# [TEXT SEGMENT]
I am trying to create a pandas dataframe out of a nested json. For some reason, I seem to be unable to address the third level.
My json looks something like this:
"numberOfResults": 376,
"results": [
{
"name": "single",
"docs": [
{
"id": "RAKDI342342",
"type": "Culture",
"category": "Culture",
"media": "unknown",
"label": "exampellabel",
"title": "testtitle and titletest",
"subtitle": "Archive"
]
},
{
"id": "GUI6N5QHBPTO6GJ66VP5OXB7GKX6J7ER",
"type": "Culture",
"category": "Culture",
"media": "image",
"label": "more label als example",
"title": "test the second title",
"subtitle": "picture"
and so on.
Within the "docs"-part are all the actual results, starting with "id". Once all the information is there, the next block starting with "id" simply follows.
Now I am trying to create a table with the keys id, label and title (for a start) for each of these separate blocks (in this case actual items).
After defining the search_url (where I get the json from), my code for this currently looks like this:
result = requests.get(search_url)
data = result.json()
data.keys()
With this, I get told that they dict_keys are the following:
dict_keys(['numberOfResults', 'results', 'facets', 'entities', 'fulltexts', 'correctedQuery', 'highlightedTerms', 'randomSeed', 'nextCursorMark'])

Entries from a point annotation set
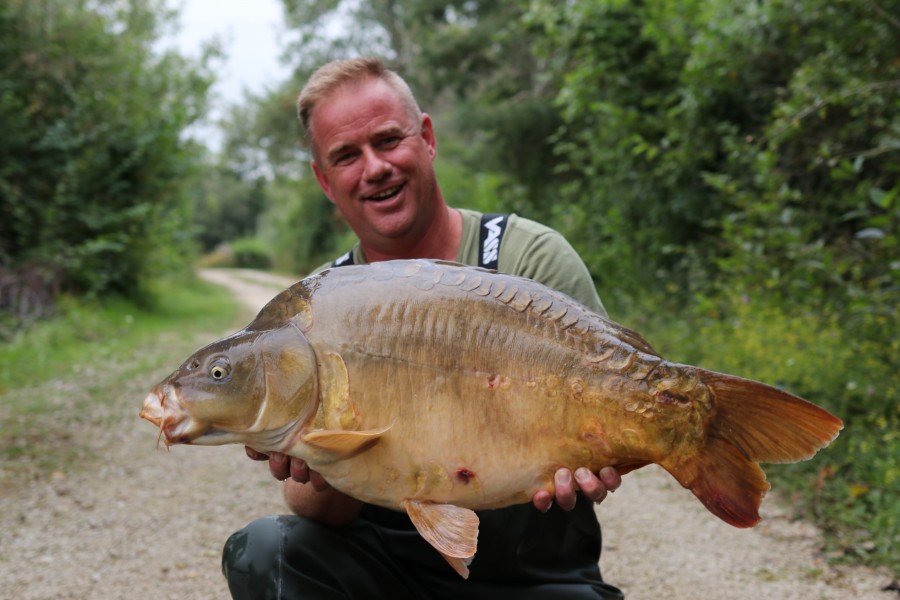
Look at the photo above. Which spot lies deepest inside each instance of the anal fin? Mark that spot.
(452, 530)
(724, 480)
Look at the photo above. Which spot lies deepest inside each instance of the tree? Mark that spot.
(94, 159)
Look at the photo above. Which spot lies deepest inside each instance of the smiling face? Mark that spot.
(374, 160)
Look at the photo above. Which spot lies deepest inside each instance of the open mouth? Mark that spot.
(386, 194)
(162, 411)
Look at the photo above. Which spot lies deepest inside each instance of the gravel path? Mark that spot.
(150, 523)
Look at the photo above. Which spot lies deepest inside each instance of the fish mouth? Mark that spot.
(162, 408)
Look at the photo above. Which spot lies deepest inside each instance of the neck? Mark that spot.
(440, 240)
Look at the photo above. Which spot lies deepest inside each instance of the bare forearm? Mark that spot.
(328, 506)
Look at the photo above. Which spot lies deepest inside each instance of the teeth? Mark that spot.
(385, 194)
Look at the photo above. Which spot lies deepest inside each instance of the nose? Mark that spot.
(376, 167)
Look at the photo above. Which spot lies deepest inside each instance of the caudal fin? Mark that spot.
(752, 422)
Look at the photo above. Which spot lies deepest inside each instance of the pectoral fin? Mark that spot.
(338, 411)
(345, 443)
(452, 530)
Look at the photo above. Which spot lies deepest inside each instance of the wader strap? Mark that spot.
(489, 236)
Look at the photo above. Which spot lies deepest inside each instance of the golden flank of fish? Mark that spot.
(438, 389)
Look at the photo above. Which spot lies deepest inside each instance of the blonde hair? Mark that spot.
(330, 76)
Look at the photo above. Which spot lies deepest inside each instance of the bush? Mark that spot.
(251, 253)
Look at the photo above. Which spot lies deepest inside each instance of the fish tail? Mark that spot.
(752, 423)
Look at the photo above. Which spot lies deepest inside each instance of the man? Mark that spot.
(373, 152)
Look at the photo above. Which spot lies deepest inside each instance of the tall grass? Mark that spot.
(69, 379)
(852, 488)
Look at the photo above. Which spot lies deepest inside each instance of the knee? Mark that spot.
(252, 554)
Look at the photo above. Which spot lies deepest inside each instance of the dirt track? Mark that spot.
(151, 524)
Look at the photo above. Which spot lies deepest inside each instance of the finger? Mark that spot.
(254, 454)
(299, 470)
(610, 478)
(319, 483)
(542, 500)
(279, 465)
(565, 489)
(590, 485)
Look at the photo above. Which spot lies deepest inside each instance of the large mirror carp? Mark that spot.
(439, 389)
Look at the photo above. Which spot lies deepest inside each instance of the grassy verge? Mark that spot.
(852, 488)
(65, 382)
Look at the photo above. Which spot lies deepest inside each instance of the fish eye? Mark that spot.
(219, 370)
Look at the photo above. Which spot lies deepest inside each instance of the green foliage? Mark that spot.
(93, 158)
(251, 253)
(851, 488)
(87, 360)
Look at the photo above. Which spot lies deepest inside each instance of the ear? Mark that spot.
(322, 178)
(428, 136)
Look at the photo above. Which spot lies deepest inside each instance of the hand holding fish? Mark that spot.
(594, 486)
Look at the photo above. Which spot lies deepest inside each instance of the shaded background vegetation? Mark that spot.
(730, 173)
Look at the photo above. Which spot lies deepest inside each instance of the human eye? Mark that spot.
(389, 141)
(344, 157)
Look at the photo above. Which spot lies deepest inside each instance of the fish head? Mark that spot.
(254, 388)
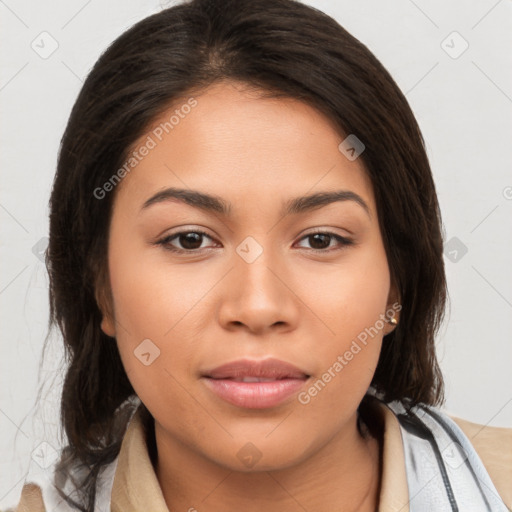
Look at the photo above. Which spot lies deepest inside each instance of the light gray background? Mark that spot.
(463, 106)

# [REQUIREMENT 1]
Answer these questions about the post on building a pandas dataframe from nested JSON:
(a) What value does "numberOfResults" have in the sample JSON?
(b) Which keys does the writer want in the table for a start?
(c) What is the media value of the item whose id is "RAKDI342342"?
# [REQUIREMENT 2]
Set down, word for word, the part of the post on building a pandas dataframe from nested JSON starting with "After defining the" and going on through "data = result.json()".
# [REQUIREMENT 3]
Resume the post on building a pandas dataframe from nested JSON, picking up after its final line.

# [FINAL ANSWER 1]
(a) 376
(b) id, label and title
(c) unknown

# [FINAL ANSWER 2]
After defining the search_url (where I get the json from), my code for this currently looks like this:
result = requests.get(search_url)
data = result.json()

# [FINAL ANSWER 3]
Given the json from above, I know I want to look into "results" and then further into "docs". According to the documentation I found, I should be able to achieve this by addressing the results-part directly and then addressing the nested bit by separating the fields with ".". I have now tried the following the code:
fields = ["docs.id", "docs.label", "docs.title"]
df = pd.json_normalize(data["results"])
df[fields]
This works until df[field] - at this stage the programm tells me:
KeyError: "['docs.id'] not in index"
It does work for the level above though, so if I try the same with "name" and "docs" I get a lovely dataframe. What am I doing wrong? I am still a python and pandas beginner and would appreciate any help very much!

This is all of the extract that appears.